## [Set problem]
List every line in the entries below that contains the word "tree", reproducing each such line in full.

--- BEGIN Items ---

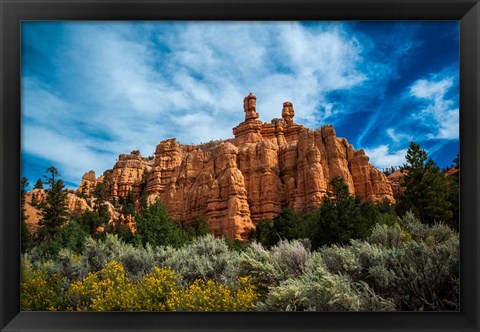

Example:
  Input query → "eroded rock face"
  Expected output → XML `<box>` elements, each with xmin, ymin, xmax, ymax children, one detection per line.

<box><xmin>78</xmin><ymin>94</ymin><xmax>394</xmax><ymax>239</ymax></box>
<box><xmin>76</xmin><ymin>171</ymin><xmax>97</xmax><ymax>196</ymax></box>
<box><xmin>108</xmin><ymin>150</ymin><xmax>152</xmax><ymax>200</ymax></box>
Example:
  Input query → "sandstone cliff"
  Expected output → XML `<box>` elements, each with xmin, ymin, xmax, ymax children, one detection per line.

<box><xmin>79</xmin><ymin>94</ymin><xmax>394</xmax><ymax>239</ymax></box>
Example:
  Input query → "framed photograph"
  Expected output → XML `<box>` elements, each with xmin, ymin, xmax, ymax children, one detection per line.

<box><xmin>0</xmin><ymin>0</ymin><xmax>480</xmax><ymax>332</ymax></box>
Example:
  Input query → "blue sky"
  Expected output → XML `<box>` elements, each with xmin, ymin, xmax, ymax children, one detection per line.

<box><xmin>21</xmin><ymin>21</ymin><xmax>459</xmax><ymax>188</ymax></box>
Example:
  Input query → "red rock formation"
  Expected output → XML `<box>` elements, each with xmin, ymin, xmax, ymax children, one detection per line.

<box><xmin>78</xmin><ymin>94</ymin><xmax>394</xmax><ymax>239</ymax></box>
<box><xmin>76</xmin><ymin>171</ymin><xmax>97</xmax><ymax>196</ymax></box>
<box><xmin>109</xmin><ymin>150</ymin><xmax>152</xmax><ymax>200</ymax></box>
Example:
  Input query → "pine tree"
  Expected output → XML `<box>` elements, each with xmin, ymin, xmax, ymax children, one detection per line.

<box><xmin>20</xmin><ymin>176</ymin><xmax>33</xmax><ymax>253</ymax></box>
<box><xmin>397</xmin><ymin>142</ymin><xmax>453</xmax><ymax>224</ymax></box>
<box><xmin>39</xmin><ymin>166</ymin><xmax>68</xmax><ymax>240</ymax></box>
<box><xmin>33</xmin><ymin>179</ymin><xmax>43</xmax><ymax>189</ymax></box>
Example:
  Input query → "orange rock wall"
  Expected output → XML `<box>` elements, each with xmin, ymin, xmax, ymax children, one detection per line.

<box><xmin>82</xmin><ymin>94</ymin><xmax>394</xmax><ymax>239</ymax></box>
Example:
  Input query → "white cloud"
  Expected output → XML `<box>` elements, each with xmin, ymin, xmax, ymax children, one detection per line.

<box><xmin>409</xmin><ymin>74</ymin><xmax>459</xmax><ymax>139</ymax></box>
<box><xmin>365</xmin><ymin>144</ymin><xmax>407</xmax><ymax>169</ymax></box>
<box><xmin>23</xmin><ymin>22</ymin><xmax>376</xmax><ymax>187</ymax></box>
<box><xmin>387</xmin><ymin>128</ymin><xmax>413</xmax><ymax>143</ymax></box>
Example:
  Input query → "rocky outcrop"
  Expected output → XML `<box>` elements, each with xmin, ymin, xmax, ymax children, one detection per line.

<box><xmin>108</xmin><ymin>150</ymin><xmax>152</xmax><ymax>200</ymax></box>
<box><xmin>78</xmin><ymin>94</ymin><xmax>394</xmax><ymax>239</ymax></box>
<box><xmin>75</xmin><ymin>171</ymin><xmax>97</xmax><ymax>196</ymax></box>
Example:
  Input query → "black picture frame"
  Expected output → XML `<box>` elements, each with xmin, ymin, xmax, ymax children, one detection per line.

<box><xmin>0</xmin><ymin>0</ymin><xmax>480</xmax><ymax>332</ymax></box>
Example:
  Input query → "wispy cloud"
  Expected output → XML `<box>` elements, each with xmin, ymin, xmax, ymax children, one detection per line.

<box><xmin>365</xmin><ymin>144</ymin><xmax>407</xmax><ymax>169</ymax></box>
<box><xmin>22</xmin><ymin>22</ymin><xmax>458</xmax><ymax>187</ymax></box>
<box><xmin>410</xmin><ymin>74</ymin><xmax>459</xmax><ymax>139</ymax></box>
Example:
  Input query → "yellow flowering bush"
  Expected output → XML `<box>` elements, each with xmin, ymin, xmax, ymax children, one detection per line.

<box><xmin>20</xmin><ymin>261</ymin><xmax>62</xmax><ymax>311</ymax></box>
<box><xmin>171</xmin><ymin>277</ymin><xmax>257</xmax><ymax>311</ymax></box>
<box><xmin>22</xmin><ymin>261</ymin><xmax>257</xmax><ymax>311</ymax></box>
<box><xmin>137</xmin><ymin>267</ymin><xmax>182</xmax><ymax>311</ymax></box>
<box><xmin>67</xmin><ymin>261</ymin><xmax>140</xmax><ymax>311</ymax></box>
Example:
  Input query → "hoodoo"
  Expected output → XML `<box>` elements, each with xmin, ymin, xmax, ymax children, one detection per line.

<box><xmin>78</xmin><ymin>93</ymin><xmax>394</xmax><ymax>239</ymax></box>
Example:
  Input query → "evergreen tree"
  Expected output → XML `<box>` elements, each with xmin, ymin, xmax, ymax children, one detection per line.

<box><xmin>135</xmin><ymin>200</ymin><xmax>187</xmax><ymax>247</ymax></box>
<box><xmin>33</xmin><ymin>179</ymin><xmax>43</xmax><ymax>189</ymax></box>
<box><xmin>20</xmin><ymin>176</ymin><xmax>33</xmax><ymax>253</ymax></box>
<box><xmin>446</xmin><ymin>154</ymin><xmax>460</xmax><ymax>231</ymax></box>
<box><xmin>397</xmin><ymin>142</ymin><xmax>453</xmax><ymax>224</ymax></box>
<box><xmin>39</xmin><ymin>166</ymin><xmax>69</xmax><ymax>240</ymax></box>
<box><xmin>305</xmin><ymin>177</ymin><xmax>385</xmax><ymax>248</ymax></box>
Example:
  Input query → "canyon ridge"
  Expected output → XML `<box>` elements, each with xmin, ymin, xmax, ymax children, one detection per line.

<box><xmin>72</xmin><ymin>93</ymin><xmax>394</xmax><ymax>239</ymax></box>
<box><xmin>26</xmin><ymin>93</ymin><xmax>394</xmax><ymax>240</ymax></box>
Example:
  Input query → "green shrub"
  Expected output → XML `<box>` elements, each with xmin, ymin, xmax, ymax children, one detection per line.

<box><xmin>20</xmin><ymin>260</ymin><xmax>63</xmax><ymax>311</ymax></box>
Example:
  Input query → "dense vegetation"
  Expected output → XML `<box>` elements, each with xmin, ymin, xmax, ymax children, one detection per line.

<box><xmin>21</xmin><ymin>143</ymin><xmax>459</xmax><ymax>311</ymax></box>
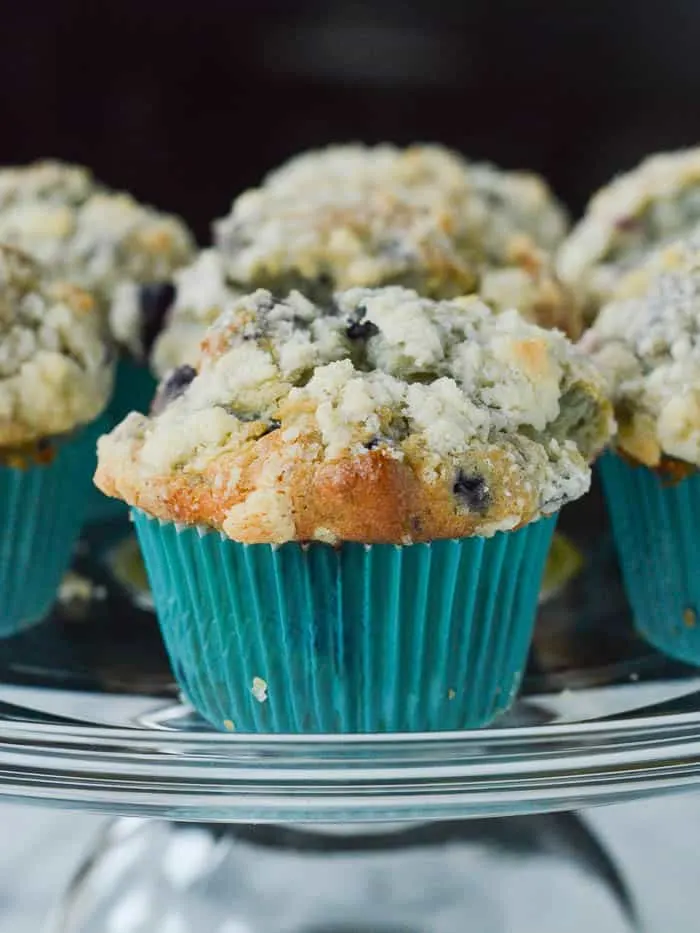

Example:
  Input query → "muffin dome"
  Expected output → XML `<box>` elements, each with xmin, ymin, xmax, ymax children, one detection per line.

<box><xmin>215</xmin><ymin>145</ymin><xmax>580</xmax><ymax>334</ymax></box>
<box><xmin>582</xmin><ymin>233</ymin><xmax>700</xmax><ymax>468</ymax></box>
<box><xmin>0</xmin><ymin>247</ymin><xmax>113</xmax><ymax>449</ymax></box>
<box><xmin>0</xmin><ymin>162</ymin><xmax>194</xmax><ymax>354</ymax></box>
<box><xmin>96</xmin><ymin>286</ymin><xmax>612</xmax><ymax>543</ymax></box>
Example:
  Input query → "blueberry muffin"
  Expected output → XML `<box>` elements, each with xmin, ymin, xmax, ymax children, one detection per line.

<box><xmin>0</xmin><ymin>162</ymin><xmax>194</xmax><ymax>358</ymax></box>
<box><xmin>215</xmin><ymin>145</ymin><xmax>580</xmax><ymax>335</ymax></box>
<box><xmin>582</xmin><ymin>239</ymin><xmax>700</xmax><ymax>663</ymax></box>
<box><xmin>0</xmin><ymin>247</ymin><xmax>114</xmax><ymax>635</ymax></box>
<box><xmin>557</xmin><ymin>148</ymin><xmax>700</xmax><ymax>320</ymax></box>
<box><xmin>97</xmin><ymin>286</ymin><xmax>609</xmax><ymax>544</ymax></box>
<box><xmin>96</xmin><ymin>286</ymin><xmax>611</xmax><ymax>732</ymax></box>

--- END Items ---

## [The reply]
  Input query → "pine tree"
  Input query → "evergreen tree"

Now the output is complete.